- [Try it]
Every line below is to be copied exactly, with the pictures left out.

- [Data listing]

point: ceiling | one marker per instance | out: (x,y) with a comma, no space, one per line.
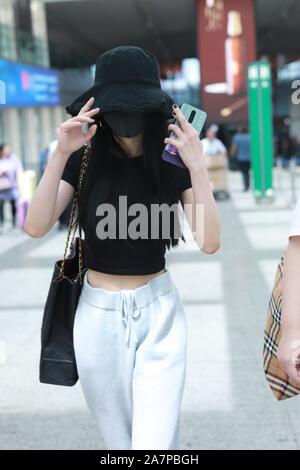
(80,30)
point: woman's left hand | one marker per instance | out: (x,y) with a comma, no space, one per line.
(187,142)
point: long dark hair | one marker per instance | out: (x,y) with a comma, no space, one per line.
(161,178)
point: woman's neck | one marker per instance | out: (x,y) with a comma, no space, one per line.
(132,146)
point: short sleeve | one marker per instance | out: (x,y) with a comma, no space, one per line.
(184,179)
(294,228)
(72,168)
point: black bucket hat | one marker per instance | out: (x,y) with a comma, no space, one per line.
(127,79)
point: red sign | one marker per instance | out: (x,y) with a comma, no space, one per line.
(226,44)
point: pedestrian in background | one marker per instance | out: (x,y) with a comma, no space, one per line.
(211,144)
(215,154)
(241,150)
(10,165)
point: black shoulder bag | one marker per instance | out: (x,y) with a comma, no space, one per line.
(57,360)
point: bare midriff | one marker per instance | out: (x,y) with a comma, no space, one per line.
(115,282)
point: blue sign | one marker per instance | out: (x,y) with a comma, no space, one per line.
(26,85)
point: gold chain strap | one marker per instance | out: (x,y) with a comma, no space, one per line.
(74,221)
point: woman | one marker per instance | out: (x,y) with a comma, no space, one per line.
(130,326)
(10,165)
(289,347)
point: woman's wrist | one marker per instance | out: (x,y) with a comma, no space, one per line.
(60,155)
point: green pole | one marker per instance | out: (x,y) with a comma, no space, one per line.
(261,128)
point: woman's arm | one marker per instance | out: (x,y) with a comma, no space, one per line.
(204,217)
(289,347)
(52,195)
(50,198)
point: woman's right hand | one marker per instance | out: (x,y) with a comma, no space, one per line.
(69,134)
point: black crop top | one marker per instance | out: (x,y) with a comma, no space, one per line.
(121,255)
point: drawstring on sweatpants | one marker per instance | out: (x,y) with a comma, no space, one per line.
(128,302)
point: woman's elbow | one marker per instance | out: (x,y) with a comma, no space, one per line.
(32,231)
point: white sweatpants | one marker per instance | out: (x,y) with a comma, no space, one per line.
(130,348)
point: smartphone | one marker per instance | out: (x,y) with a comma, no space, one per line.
(196,117)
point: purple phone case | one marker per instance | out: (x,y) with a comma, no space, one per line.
(170,153)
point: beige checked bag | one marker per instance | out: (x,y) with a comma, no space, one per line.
(277,379)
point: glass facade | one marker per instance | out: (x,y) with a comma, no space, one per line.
(26,84)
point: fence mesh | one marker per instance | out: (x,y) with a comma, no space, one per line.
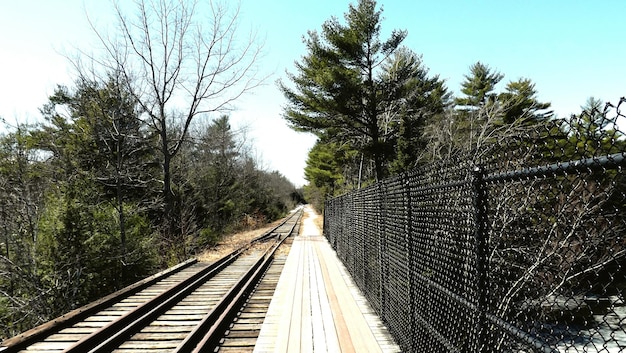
(518,248)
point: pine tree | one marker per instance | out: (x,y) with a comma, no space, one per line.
(338,89)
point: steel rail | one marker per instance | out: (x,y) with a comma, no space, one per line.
(115,333)
(206,336)
(40,332)
(130,323)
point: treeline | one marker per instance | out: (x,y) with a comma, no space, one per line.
(135,167)
(378,111)
(82,206)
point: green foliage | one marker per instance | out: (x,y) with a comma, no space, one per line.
(338,89)
(478,86)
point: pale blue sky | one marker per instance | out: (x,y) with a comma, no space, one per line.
(571,49)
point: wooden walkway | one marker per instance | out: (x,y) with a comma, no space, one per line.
(317,307)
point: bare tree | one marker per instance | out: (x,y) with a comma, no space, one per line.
(181,59)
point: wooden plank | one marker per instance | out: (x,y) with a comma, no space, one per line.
(361,337)
(295,319)
(306,325)
(331,340)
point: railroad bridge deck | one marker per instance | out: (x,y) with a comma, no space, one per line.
(305,302)
(317,307)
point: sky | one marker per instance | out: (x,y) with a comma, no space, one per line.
(570,49)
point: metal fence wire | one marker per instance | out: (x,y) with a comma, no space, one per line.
(518,248)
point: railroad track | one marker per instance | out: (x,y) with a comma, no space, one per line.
(187,308)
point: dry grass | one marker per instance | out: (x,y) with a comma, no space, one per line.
(233,241)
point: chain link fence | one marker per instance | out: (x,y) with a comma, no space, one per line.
(520,248)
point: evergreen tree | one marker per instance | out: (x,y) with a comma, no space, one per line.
(519,101)
(338,88)
(478,86)
(413,99)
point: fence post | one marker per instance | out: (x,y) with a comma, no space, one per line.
(479,205)
(406,184)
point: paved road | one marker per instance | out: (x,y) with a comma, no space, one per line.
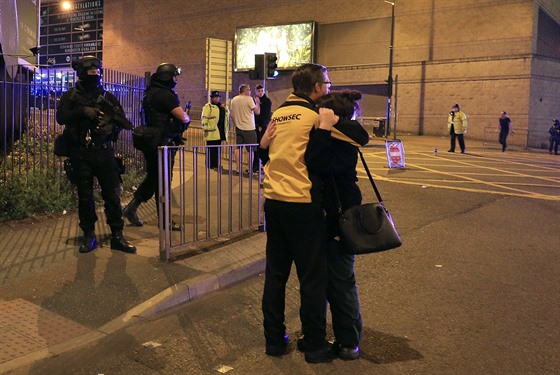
(475,289)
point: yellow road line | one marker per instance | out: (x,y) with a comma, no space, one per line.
(511,191)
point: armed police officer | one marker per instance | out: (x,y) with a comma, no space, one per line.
(93,119)
(161,110)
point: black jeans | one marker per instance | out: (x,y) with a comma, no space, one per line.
(99,163)
(461,140)
(342,295)
(295,234)
(213,153)
(503,140)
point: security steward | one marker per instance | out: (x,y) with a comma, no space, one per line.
(162,110)
(92,133)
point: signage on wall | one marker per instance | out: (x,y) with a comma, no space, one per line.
(66,35)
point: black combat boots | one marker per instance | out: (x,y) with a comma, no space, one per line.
(130,212)
(119,243)
(89,243)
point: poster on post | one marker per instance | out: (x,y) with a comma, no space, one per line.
(395,153)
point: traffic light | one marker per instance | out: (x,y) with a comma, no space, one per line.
(258,72)
(389,87)
(270,65)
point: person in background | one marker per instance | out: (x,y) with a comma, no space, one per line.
(162,110)
(263,118)
(243,110)
(505,127)
(214,122)
(554,132)
(457,127)
(92,135)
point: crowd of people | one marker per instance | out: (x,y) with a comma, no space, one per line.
(308,148)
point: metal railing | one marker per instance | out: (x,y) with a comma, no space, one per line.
(210,205)
(28,124)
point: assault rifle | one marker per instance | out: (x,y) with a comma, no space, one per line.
(112,112)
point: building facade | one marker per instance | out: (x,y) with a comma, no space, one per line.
(487,55)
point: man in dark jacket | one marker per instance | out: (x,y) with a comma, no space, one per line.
(162,110)
(91,133)
(263,118)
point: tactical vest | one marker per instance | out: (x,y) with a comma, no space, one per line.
(79,131)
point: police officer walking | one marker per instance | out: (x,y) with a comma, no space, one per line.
(92,129)
(162,110)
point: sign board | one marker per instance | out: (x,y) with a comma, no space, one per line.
(68,35)
(395,153)
(219,65)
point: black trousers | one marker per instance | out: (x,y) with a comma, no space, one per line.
(461,140)
(295,234)
(213,153)
(554,145)
(99,163)
(503,139)
(342,295)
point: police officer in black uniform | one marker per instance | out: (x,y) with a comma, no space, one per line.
(162,110)
(554,132)
(92,133)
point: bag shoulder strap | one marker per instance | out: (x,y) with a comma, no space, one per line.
(370,177)
(301,103)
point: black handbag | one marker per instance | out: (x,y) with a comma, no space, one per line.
(367,228)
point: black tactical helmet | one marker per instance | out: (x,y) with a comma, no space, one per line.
(85,63)
(166,71)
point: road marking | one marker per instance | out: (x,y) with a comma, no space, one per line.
(508,188)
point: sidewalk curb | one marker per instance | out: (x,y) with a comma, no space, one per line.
(250,263)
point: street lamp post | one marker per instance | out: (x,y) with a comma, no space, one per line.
(390,78)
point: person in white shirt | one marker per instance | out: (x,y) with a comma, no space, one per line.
(243,110)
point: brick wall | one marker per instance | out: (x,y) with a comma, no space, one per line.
(478,53)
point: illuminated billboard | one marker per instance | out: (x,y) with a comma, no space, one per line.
(294,44)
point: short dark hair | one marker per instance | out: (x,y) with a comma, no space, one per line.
(343,103)
(306,76)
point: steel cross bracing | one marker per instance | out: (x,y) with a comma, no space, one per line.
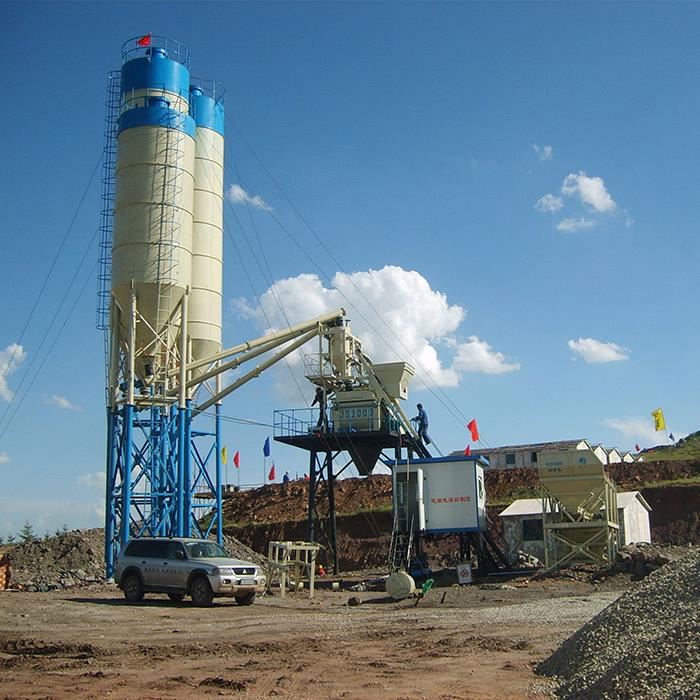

- [Written reply]
point: ceiling | one marker per instance | out: (x,y) with a comma, no space, one per line.
(80,30)
point: woman's left hand | one marker per instance | out: (x,y) with a comma, no space, one per line.
(187,142)
point: long dark hair | one marker per instance | out: (x,y) with a comma, no space, one per line.
(161,178)
point: woman's neck | one marker per instance | out: (x,y) with a comma, no space, one per line.
(132,146)
point: short sleeve | one marker per instance | out: (x,y) with a comma, no space, one per line.
(184,179)
(294,228)
(72,168)
point: black bucket hat | one marker per instance | out: (x,y) with a comma, no space, one per line.
(127,79)
point: red sign | one marker per instance | out: (x,y) with a comma, no space, one per line.
(226,44)
point: pedestrian in background | one marker per instance | out: (x,y) with a comma, no space, one per line.
(211,144)
(215,154)
(241,150)
(10,165)
point: black shoulder bag | one marker per instance | out: (x,y) with a comma, no space, one per line.
(57,360)
point: bare midriff | one marker per instance | out: (x,y) with a comma, no space, one per line.
(115,282)
point: blue sign | one marker per instance | out: (x,y) with a comma, no space, one per line.
(26,85)
point: gold chain strap | one marker per instance | out: (x,y) with a comma, no space, one per line.
(74,221)
point: woman | one marker per instance | out: (x,y) with a comma, no space, one per line.
(130,326)
(10,165)
(289,347)
point: woman's wrist | one marker per instance | out: (x,y) with a comma, no space, one per line.
(60,155)
point: green pole | one marker per instance | out: (x,y) with a comma, no space, one per line.
(261,128)
point: woman's arm | one marker per instance | out: (x,y) with a comma, no space, one per line.
(204,217)
(289,347)
(52,195)
(50,198)
point: woman's right hand | one marker per instance | out: (x,y) with a comma, no space, one per line.
(69,134)
point: black crop top | one marker per instance | out: (x,y) with a comma, no space, one per line.
(121,255)
point: drawstring on sweatpants | one marker per instance | out: (x,y) with a comma, no space, one per line.
(128,302)
point: woman's elbow | one marker per instance | out: (x,y) with a comma, no space, one per line.
(32,231)
point: white sweatpants | one marker per instance | out: (x,y) with a comma, no space, one per line.
(130,348)
point: smartphone | one marker per instance | out: (x,y) with a comma, no space, one per line.
(196,117)
point: purple phone case | one marker per instance | out: (x,y) with a comma, no space, one per line.
(170,153)
point: beige checked bag | one marker per instance | out: (x,y) with a comma, no space, one per line.
(277,379)
point: glass facade | one marker per instance | out: (x,y) with a comma, no space, one per line.
(26,84)
point: fence mesh | one marker per instance | out: (x,y) with a comma, no space, one per line.
(518,248)
point: pine tree | one marker per instance | out: (x,y) with a comma, no space, one per line.
(338,89)
point: steel rail | one marker per instance | out: (x,y) with a comma, no space, one per line.
(115,333)
(206,336)
(40,332)
(130,323)
point: treeline | one marker per instance | out: (x,y) with a comma, no space, one per line.
(135,167)
(378,111)
(82,206)
point: green foliage | one marker per instance | out: (x,y) with a comma, no space, one per line.
(338,89)
(478,86)
point: pale blue sky | one marker per instance | out: (x,y) with a comma, no space, one per line.
(571,49)
point: wooden walkway | one marker per instance | out: (x,y) with a comma, no space, one per line.
(317,307)
point: bare tree | one marker per instance | out: (x,y) with a comma, no space, one per line.
(181,59)
point: wooden plank | one marker per instance | out: (x,y) with a comma, no space, one per line.
(361,337)
(295,319)
(306,325)
(331,340)
point: railroad bridge deck | one marker per instance | out: (x,y) with a comma, no space, one per line.
(305,302)
(317,307)
point: sky | one marker per instance | out: (x,y) with a comma, no space, one per line.
(570,49)
point: metal fence wire | one marker per instance | out: (x,y) with a comma, no space, one per line.
(518,248)
point: railroad track | one marker per instance | out: (x,y) with a comma, no space, one per line.
(187,308)
point: dry grass | one marker per instance | out: (x,y) with a comma, no space, one per line.
(233,241)
point: chain link fence | one marker per instance | out: (x,y) with a comma, no space, one per line.
(520,248)
point: evergreen tree | one marker per instance | out: (x,y) with a comma, no space, one per line.
(519,101)
(338,88)
(478,86)
(413,99)
point: fence post | one marker per instance | out: (x,y) with a comma, no space, one per line.
(479,205)
(406,184)
point: paved road | one marker per instance | out: (x,y) with a comma, no space, one per line.
(475,289)
point: yellow road line | one marker per instance | out: (x,y) with a comma, no space, one per line.
(511,191)
point: armed police officer | one marker per instance | out: (x,y) with a comma, no space, one per line.
(93,119)
(161,110)
point: black jeans | one marker per instance | out: (x,y) with a comma, no space, one per line.
(99,163)
(461,140)
(342,295)
(295,234)
(213,153)
(503,140)
point: security steward | one marker per instance | out: (x,y) with a comma, no space, one per line.
(162,110)
(92,133)
point: signage on wall | one marker per instance | out: (x,y) with a comma, no space, one per line.
(66,35)
point: black combat boots | one marker per instance | out: (x,y) with a comma, no space, one per line.
(130,212)
(119,243)
(89,243)
point: poster on post | one marker per instance | out: (x,y) with a comma, no space, one per line.
(395,153)
point: traffic light | one marker per instance | out: (x,y) with a comma, no space, one per line.
(258,72)
(389,87)
(270,65)
point: person in background | one marker per instance | out: (x,y) with a comma, no space, one per line.
(162,110)
(263,118)
(243,110)
(505,127)
(214,122)
(554,132)
(457,127)
(92,135)
point: crowd of people | one marker per instance | out: (x,y) with a comma, no space, one per line.
(308,148)
point: metal railing | one marker per instance | out: (x,y) with a comma, no space, one per line.
(210,205)
(28,124)
point: assault rifle | one marker per instance | out: (x,y) with a comma, no space, one per line.
(112,112)
point: building facade | one marker per instance | out: (x,y) with a comma, no space, one per line.
(487,55)
point: man in dark jacket | one marker per instance | out: (x,y) with a comma, no space, one per line.
(162,110)
(91,133)
(263,118)
point: tactical vest | one marker per instance | out: (x,y) with a comma, no space, one per line.
(79,131)
point: police officer walking | one marker per instance | out: (x,y) with a comma, no space, one per line.
(92,129)
(162,110)
point: sign board | one marker per instance | out: (x,y) with a comma, no space, one per line.
(68,35)
(395,153)
(219,65)
point: black trousers | one marker per instance | out: (x,y) with a comma, no space, one per line.
(461,140)
(295,234)
(213,153)
(554,145)
(99,163)
(503,139)
(342,295)
point: police officer in black uniform | one marker per instance | out: (x,y) with a comma, no space, one per line.
(162,110)
(554,132)
(92,133)
point: bag shoulder strap | one marker per instance | out: (x,y) with a comma, no space, one per line.
(370,177)
(301,103)
point: black handbag | one marker per instance | out: (x,y) with a comma, no space, one per line.
(367,228)
point: black tactical helmet | one marker per instance | out: (x,y) with a comma, no space, one per line.
(85,63)
(166,71)
point: road marking | one marker per instance | out: (x,y) with a comma, no space, one per line.
(508,188)
point: sidewalk curb | one marker per instance | out: (x,y) with a comma, no space, one per line.
(250,263)
point: street lamp post | one marker per instance | out: (x,y) with a comma, no space, one per line.
(390,78)
point: person in white shirt | one marker per instance | out: (x,y) with a comma, no space, one per line.
(243,110)
point: brick wall | one marker per instance | out: (x,y) with a comma, no space, one per line.
(478,53)
point: illuminated billboard | one marker per instance | out: (x,y) with a comma, no space, one per line.
(294,44)
point: short dark hair | one marker per instance | out: (x,y) with a comma, no space, one per line.
(343,103)
(306,76)
point: steel cross bracing | one marker per instance | out: (x,y) with a comma, no space, one per line.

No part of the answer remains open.